WORK REQUEST:
When the line with "Target: white cloud" appears below, start repeating lines exactly, and keep going through the line with "Target: cloudy sky"; add nothing outside that span.

--

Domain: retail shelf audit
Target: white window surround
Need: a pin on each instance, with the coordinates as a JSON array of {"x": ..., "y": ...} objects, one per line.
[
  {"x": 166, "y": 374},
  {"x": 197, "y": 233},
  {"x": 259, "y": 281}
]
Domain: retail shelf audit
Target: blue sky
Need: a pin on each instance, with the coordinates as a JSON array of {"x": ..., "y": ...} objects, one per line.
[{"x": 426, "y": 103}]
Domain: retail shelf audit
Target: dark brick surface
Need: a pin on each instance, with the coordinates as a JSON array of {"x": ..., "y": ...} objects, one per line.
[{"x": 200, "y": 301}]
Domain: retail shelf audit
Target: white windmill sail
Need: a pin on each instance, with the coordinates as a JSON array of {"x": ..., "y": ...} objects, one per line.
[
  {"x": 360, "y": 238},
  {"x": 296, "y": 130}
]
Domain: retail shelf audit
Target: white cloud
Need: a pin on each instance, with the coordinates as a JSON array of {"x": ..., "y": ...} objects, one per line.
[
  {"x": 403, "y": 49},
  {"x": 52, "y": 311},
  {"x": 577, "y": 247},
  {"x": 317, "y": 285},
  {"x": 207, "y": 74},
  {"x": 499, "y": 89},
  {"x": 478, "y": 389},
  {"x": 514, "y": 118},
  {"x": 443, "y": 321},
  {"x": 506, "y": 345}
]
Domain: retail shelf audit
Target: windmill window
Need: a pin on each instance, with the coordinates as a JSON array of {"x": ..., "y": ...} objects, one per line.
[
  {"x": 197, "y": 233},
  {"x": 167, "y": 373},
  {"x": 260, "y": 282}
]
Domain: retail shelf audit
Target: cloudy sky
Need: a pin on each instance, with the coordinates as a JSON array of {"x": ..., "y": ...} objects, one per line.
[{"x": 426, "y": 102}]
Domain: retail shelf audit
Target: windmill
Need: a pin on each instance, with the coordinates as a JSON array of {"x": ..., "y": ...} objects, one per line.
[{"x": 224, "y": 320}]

--

EXPECTED OUTPUT:
Target: white cloud
Need: a pin on each instance, with the coordinates as a JSON array of {"x": ..., "y": ...} objects, one per line.
[
  {"x": 403, "y": 49},
  {"x": 52, "y": 311},
  {"x": 577, "y": 247},
  {"x": 317, "y": 285},
  {"x": 207, "y": 74},
  {"x": 499, "y": 89},
  {"x": 478, "y": 389},
  {"x": 514, "y": 118},
  {"x": 443, "y": 321},
  {"x": 506, "y": 345}
]
Domain: retail shelf audit
Target: windmill window
Need: a pin on each instance, with the coordinates as a JSON array of {"x": ..., "y": ...} objects, one per line.
[
  {"x": 197, "y": 233},
  {"x": 167, "y": 373},
  {"x": 260, "y": 282}
]
Domain: retail shelf audit
Target: cloudy sky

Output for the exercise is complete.